I heard that 7-11 will also be selling iPhones in Canada. $449 and you also get a free Big Bite Hot Dog and a tasty Slurpee.


----------



## kloan (Feb 22, 2002)

it's true, i just got off the phone with the 7/11 at danforth/donlands... i asked if they'd substitute with taquitos and he pretty much yelled at me... NO SUBSTITUTES.

screw that.


----------



## jackyk (Jun 22, 2005)

just got back from The Source after buying a soldering iron for the headphone mod...

She caught a glimpse of my iphone and we started talking. She said that touch ipods and the iphone were coming before christmas. And that you can preorder them online. I think she meant the touch ipods though.

I asked her the price of the iphones and she said 600ish or something.


----------



## tacsniper (Aug 27, 2007)

zlinger said:


> I heard that 7-11 will also be selling iPhones in Canada. $449 and you also get a free Big Bite Hot Dog and a tasty Slurpee.


 now thats a steal!! Compare to $799... I will take the Big Bit + Slurpee and save myself $350 rofl a very nice one tho..... :lmao:


----------



## tacsniper (Aug 27, 2007)

jackyk said:


> just got back from The Source after buying a soldering iron for the headphone mod...
> 
> I asked her the price of the iphones and she said 600ish or something.


I think someone needs training on their products.... oh wait... they don't have iPhones, nor will they during xmas!


----------



## iMatt (Dec 3, 2004)

kloan said:


> You can still buy it for $399, regardless if you sign up with AT&T or not, I believe that's the point HowEver is making.
> 
> Thinking that the extra $400 would go to Apple and AT&T is a really silly thought. It really makes little sense. Lost revenue? This is Canada.. whatever is sold here, isn't affecting the American company AT&T one bit.. and Apple makes it's profit no matter who the iPhone is sold to, and by who.


But isn't Apple getting part of the monthly fees paid to AT&T (and presumably O2 in the UK)? If that's true, Apple *is* losing revenue whenever somebody unlocks an iPhone and uses it on an "unauthorized" network. That would also explain a higher sticker price for an unlocked iPhone.

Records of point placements
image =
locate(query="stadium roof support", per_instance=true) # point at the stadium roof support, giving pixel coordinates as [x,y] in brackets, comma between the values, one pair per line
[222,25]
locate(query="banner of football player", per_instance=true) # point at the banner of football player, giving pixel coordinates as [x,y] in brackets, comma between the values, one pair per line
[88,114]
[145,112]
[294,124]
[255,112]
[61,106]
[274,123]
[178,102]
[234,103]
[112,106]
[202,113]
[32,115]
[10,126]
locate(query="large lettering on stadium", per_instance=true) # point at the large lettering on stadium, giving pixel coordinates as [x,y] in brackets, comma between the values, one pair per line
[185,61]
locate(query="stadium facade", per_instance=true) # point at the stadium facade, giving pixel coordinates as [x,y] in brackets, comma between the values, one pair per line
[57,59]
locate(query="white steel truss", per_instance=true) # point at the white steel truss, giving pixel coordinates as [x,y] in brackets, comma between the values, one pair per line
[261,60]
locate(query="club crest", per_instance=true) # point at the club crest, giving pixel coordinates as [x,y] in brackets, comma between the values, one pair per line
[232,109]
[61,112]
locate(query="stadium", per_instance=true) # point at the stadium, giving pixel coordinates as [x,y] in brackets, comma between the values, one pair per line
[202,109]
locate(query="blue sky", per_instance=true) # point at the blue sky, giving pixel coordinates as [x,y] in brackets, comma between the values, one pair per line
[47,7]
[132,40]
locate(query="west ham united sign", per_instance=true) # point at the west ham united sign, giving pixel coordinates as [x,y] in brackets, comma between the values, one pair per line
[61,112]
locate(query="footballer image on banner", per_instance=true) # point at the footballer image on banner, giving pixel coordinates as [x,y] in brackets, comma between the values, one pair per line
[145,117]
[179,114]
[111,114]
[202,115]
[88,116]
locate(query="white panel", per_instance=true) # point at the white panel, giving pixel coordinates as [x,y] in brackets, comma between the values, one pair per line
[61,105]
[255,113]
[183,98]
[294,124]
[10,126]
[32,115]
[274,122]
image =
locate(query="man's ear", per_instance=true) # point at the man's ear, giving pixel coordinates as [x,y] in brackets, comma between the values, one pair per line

# [Exercise 1]
Based on the thread about iPhones in Canada, do these statements agree with it? Answer each with yes or no and quote the words that decide it. (a) The 7-11 employee kloan spoke with agreed to substitute taquitos. (b) The woman at The Source gave the price of the iPhones as roughly 600. (c) jackyk went to The Source to buy a soldering iron.
# [Exercise 2]
Could you alter the stretch of the thread about iPhones in Canada from "## jackyk (Jun" through "touch ipods though." so that "touch ipods" becomes "iPod touch models"?

# [Right answer 1]
(a) No: "NO SUBSTITUTES."
(b) Yes: "she said 600ish or something."
(c) Yes: "after buying a soldering iron for the headphone mod"

# [Right answer 2]
## jackyk (Jun 22, 2005)

just got back from The Source after buying a soldering iron for the headphone mod...

She caught a glimpse of my iphone and we started talking. She said that iPod touch models and the iphone were coming before christmas. And that you can preorder them online. I think she meant the iPod touch models though.